*Stated exercise*. Present the listing below as a numbered list, one line per number, and omit any blank lines.

_ _ _ _ _

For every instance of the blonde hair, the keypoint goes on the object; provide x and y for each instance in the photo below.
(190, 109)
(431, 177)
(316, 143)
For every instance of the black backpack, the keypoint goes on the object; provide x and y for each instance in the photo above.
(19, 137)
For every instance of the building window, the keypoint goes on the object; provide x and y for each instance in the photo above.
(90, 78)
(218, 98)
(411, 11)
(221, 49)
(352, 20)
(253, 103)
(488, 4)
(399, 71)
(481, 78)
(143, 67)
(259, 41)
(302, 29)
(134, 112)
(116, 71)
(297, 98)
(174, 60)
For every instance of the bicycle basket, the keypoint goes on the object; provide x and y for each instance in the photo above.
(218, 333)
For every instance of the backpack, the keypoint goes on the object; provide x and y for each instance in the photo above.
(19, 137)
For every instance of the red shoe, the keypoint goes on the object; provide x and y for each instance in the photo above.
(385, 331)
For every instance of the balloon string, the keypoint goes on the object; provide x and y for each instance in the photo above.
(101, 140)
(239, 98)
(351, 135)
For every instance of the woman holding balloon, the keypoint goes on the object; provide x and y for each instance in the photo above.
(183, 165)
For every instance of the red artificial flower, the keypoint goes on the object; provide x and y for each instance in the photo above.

_ _ _ _ _

*Task response*.
1. For every instance of the blonde hair, the keypoint goes on the object; provide x and y for each instance in the photo below.
2. (190, 109)
3. (431, 177)
4. (316, 143)
5. For every instance of the black backpack, the keypoint goes on the object; provide x and y for each instance in the photo above.
6. (19, 137)
7. For every instance of the building window, the keypoint goes on the object; provide x and y for each instance in the photo above.
8. (90, 78)
9. (218, 98)
10. (411, 11)
11. (221, 49)
12. (352, 20)
13. (253, 103)
14. (488, 4)
15. (399, 71)
16. (481, 78)
17. (143, 67)
18. (259, 41)
19. (302, 29)
20. (134, 112)
21. (116, 71)
22. (297, 98)
23. (174, 60)
24. For every instance of the bicycle basket, the keypoint goes on the object; provide x and y for each instance in the photo above.
25. (218, 333)
26. For every instance of the backpack, the keypoint goes on the object; provide x and y for each instance in the photo above.
27. (19, 137)
28. For every instance of the red shoe, the keypoint goes on the object; provide x and y for each instance in the photo above.
29. (385, 331)
30. For every instance of the balloon string, the keypoint goes on the object; provide x and y for each instance in the photo above.
31. (101, 140)
32. (239, 98)
33. (351, 135)
34. For every instance of the woman holding balloon, the keypoint goes on the object; provide x and y for each instance in the photo above.
35. (183, 165)
36. For every instance of the red artificial flower, the keypoint goes on the object; provide x and y for each instance in the photo above.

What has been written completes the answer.